Researchers at Nanjing Drum Tower Hospital have developed machine learning models that use readily available blood inflammation markers to predict treatment response in breast cancer patients receiving neoadjuvant chemotherapy (NAC). The study, published in Frontiers in Oncology, analyzed 209 patients and found that systemic inflammation markers can effectively predict pathological complete response (pCR), a key indicator of treatment success.
Inflammation Markers Show Predictive Power
The research team examined four systemic inflammation markers derived from routine blood tests: neutrophil-to-lymphocyte ratio (NLR), platelet-to-lymphocyte ratio (PLR), lymphocyte-to-monocyte ratio (LMR), and neutrophil-to-monocyte ratio (NMR). These markers reflect the balance between pro-tumor inflammatory responses and anti-tumor immune activity.
Among the 209 patients studied, 29 achieved pCR while 180 did not. The analysis revealed that patients without lymph node metastasis were more likely to achieve pCR (P=0.008), and HER2-positive patients showed significantly higher pCR rates (P=0.030).
Multivariate analysis identified three independent predictors of pCR: lymph node metastasis status (OR 0.347, 95% CI: 0.140-0.862, P=0.023), NLR (OR 0.376, 95% CI: 0.143-0.990, P=0.048), and LMR (OR 2.828, 95% CI: 1.081-7.400, P=0.034). Patients with lower NLR values, higher LMR values, and absence of lymph node metastasis demonstrated better treatment responses.
Machine Learning Optimization Reveals Best Algorithm
The researchers tested three machine learning algorithms - Support Vector Machine (SVM), Random Forest (RF), and K-Nearest Neighbors (KNN) - to construct pCR prediction models. The Random Forest algorithm demonstrated superior performance with the lowest root mean square error (RMSE) of 0.109 and the highest correlation coefficient (r) of 0.94.
"RF outperformed SVM and KNN in terms of handling data complexity, robustness, and stability across different datasets," the authors noted. The Random Forest model's ensemble approach using multiple decision trees with bootstrap aggregating reduced overfitting and improved robustness, making it particularly effective for high-dimensional clinical data.
Clinical Implications for Survival Outcomes
The study's survival analysis revealed significant prognostic value for these inflammation markers. During a median follow-up of 68 months, patients with lower NLR values showed longer disease-free survival (P=0.029) and overall survival (P=0.041). Higher LMR values were associated with longer disease-free survival (P=0.044).
The absence of lymph node metastasis correlated with both longer disease-free survival (P=0.005) and overall survival (P<0.001). These findings suggest that systemic inflammation markers not only predict immediate treatment response but also provide valuable prognostic information for long-term outcomes.
Addressing Clinical Limitations
The researchers acknowledged several limitations of current biomarker approaches. "Many studies are trying to explore tumor biomarkers for breast cancer prognosis, but due to economic and technical limitations, most of them remain in the laboratory stage and have not been applied to clinical large-scale," they explained.

____

◆ Work instructions
1. Please translate this sentence from the breast cancer inflammation marker article into Spanish: "These markers reflect the balance between pro-tumor inflammatory responses and anti-tumor immune activity."
2. Extend the article on inflammation markers in breast cancer chemotherapy with a passage that picks up after its final sentence.

____

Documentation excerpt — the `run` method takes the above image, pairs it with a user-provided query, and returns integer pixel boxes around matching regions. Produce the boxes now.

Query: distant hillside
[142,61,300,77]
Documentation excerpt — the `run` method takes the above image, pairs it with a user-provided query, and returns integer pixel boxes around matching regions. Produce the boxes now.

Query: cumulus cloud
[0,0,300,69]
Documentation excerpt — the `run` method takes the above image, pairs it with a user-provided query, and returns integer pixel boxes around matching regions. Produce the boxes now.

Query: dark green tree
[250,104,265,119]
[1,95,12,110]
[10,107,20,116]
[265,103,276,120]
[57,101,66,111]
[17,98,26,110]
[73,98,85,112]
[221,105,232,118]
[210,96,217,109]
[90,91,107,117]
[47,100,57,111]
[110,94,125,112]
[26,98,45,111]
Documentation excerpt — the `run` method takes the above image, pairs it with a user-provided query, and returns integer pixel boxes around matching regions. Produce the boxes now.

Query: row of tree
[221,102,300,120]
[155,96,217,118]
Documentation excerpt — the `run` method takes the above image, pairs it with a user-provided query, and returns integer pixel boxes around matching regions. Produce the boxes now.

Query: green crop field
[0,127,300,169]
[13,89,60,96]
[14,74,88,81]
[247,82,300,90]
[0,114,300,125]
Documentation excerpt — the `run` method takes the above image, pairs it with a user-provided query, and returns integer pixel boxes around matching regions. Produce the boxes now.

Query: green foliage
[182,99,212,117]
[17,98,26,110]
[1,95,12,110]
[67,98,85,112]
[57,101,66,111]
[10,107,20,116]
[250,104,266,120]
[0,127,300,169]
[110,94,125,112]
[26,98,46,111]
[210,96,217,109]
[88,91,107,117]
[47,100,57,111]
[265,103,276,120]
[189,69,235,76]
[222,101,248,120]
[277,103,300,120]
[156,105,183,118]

____

◆ Written answers
1. Estos marcadores reflejan el equilibrio entre las respuestas inflamatorias protumorales y la actividad inmunitaria antitumoral.

2.
In contrast, peripheral blood inflammation markers offer significant advantages as they are "convenient, cheap and fast to operate" through widely available blood tests. This accessibility makes them particularly valuable for clinical implementation compared to more complex molecular biomarkers.
Model Performance and Validation
The Random Forest model achieved optimal hyperparameter settings with n_estimators=200, max_depth=10, and max_features=2 through cross-validation and grid search. The model's superior performance stems from its ability to automatically select key features and capture complex nonlinear relationships between predictors and outcomes.
The study found that inflammation plays a crucial role throughout cancer treatment, not only promoting cancer progression but also suppressing anti-tumor immune responses. Neutrophils and monocytes can promote tumor angiogenesis while lymphocytes play critical roles in anti-tumor immunity, explaining why these ratios serve as effective predictive markers.
Future Clinical Applications
The researchers emphasized that their model provides "a simple and cost-effective tool for personalized treatment strategies." The Random Forest prediction model could effectively evaluate NAC efficacy in breast cancer patients, supporting precision medicine approaches.
However, the study's single-center retrospective design and relatively long enrollment period present limitations. The authors noted that "breast cancer treatment methods have continuously evolved, and the emergence of targeted therapies has led to changes in NAC regimens" during the study period.
Future research will focus on expanding sample sizes, incorporating deep learning techniques, and conducting multi-center prospective trials to enhance the model's generalizability and accuracy. The goal is to develop more sophisticated prediction models that can better adapt to evolving treatment protocols and diverse patient populations.